_QUOTED TEXT_:
** Start **
This week sees the start of principal photography on Rush, the much anticipated film that will recreate the battle for the 1976 World Championship between Niki Lauda and James Hunt.
It comes hot on the heels of the astounding success of Senna, regarded by many as one of the best documentaries ever made on any subject. Senna has helped to make motor racing sexy in Hollywood terms, and there's now a veritable stampede of directors and writers attempting to make dramatic movies.
Senna writer and producer Manish Pandey is himself close to getting his Mike Hawthorn/Peter Collins drama off the grid, while other projects that have been floating around in recent years concern the likes of Wolfgang von Trips, Jackie Stewart, Gilles Villeneuve and Bruce McLaren, although the last named appears to have fizzled out.
The interesting thing is that like Rush they are all based on true stories, and that's been a rarity over the years. While Junior Johnson, Dale Earnhardt and Enzo Ferrari have all been subject matter, most high profile racing movies have been totally fictional.
It's perhaps a compliment to our sport that filmmakers have realised that it has produced real characters that are worthy of their attention.
The other interesting thing is that there is no way that they will all be made, as those who pay the bills know that the market will become saturated - which is why there's a race on to follow Rush into production.
Racing movies are almost as old as cinema itself. Incredibly, even Charlie Chaplin's tramp made his first ever screen appearance in one - Kid Auto Races in Venice, filmed at a real 'Pushmobile' event called the Junior Vanderbilt Cup in January 1914.
Later that same year, Chaplin used the legendary Ascot Speedway in no fewer than three films he produced, namely Mabel at the Wheel, Mabel's Busy Day, and Gentleman of Nerve.
In other words, the racing movie genre was up and running at pretty much the same time as the western, the gangster movie and the horror flick.
The one that really inspired everything that followed was arguably 1932's The Crowd Roars, in which James Cagney played an Indianapolis ace in a feud with his brother. Many more would follow, and pretty much every movie star of note has taken his turn as a racing driver, including Clark Gable, Kirk Douglas, Tony Curtis, Burt Reynolds, Jeff Bridges, Mickey Rooney (twice) and Elvis Presley (three times). Even Fred Astaire (at 59!) and Dudley Moore have had a go...
** End **
[Coordinate labeling data]
** Start **
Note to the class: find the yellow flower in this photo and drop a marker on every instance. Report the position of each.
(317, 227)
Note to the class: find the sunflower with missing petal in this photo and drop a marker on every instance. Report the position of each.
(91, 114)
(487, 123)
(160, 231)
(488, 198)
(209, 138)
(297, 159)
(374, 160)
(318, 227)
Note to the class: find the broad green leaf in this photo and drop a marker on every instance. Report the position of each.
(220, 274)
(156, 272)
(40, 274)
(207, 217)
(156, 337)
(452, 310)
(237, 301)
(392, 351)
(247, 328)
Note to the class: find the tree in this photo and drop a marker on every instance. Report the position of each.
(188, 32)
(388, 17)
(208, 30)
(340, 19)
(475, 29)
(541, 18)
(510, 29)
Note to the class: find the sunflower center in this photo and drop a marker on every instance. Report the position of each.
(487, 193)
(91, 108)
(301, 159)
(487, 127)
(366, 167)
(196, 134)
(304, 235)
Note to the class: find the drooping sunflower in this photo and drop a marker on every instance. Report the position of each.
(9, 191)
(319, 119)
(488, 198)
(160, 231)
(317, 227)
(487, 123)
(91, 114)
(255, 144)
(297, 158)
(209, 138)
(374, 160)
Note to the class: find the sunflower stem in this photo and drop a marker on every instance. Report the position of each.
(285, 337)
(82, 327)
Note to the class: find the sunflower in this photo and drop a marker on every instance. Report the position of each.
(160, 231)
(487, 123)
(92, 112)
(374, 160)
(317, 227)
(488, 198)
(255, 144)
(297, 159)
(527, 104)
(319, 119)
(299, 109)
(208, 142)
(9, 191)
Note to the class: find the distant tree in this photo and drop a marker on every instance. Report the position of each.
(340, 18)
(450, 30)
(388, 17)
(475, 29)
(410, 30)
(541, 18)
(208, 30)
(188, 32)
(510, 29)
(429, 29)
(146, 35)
** End **
_PROBLEM SET_:
1. Reproduce the article on racing films word for word, from "The other interesting" to "Gentleman of Nerve.".
2. According to the article on racing films, in which film did Charlie Chaplin's tramp make his first screen appearance?
The items play no part in the work here.

_TASK-BY-TASK SOLUTIONS_:
1.
The other interesting thing is that there is no way that they will all be made, as those who pay the bills know that the market will become saturated - which is why there's a race on to follow Rush into production.
Racing movies are almost as old as cinema itself. Incredibly, even Charlie Chaplin's tramp made his first ever screen appearance in one - Kid Auto Races in Venice, filmed at a real 'Pushmobile' event called the Junior Vanderbilt Cup in January 1914.
Later that same year, Chaplin used the legendary Ascot Speedway in no fewer than three films he produced, namely Mabel at the Wheel, Mabel's Busy Day, and Gentleman of Nerve.

2. Kid Auto Races in Venice.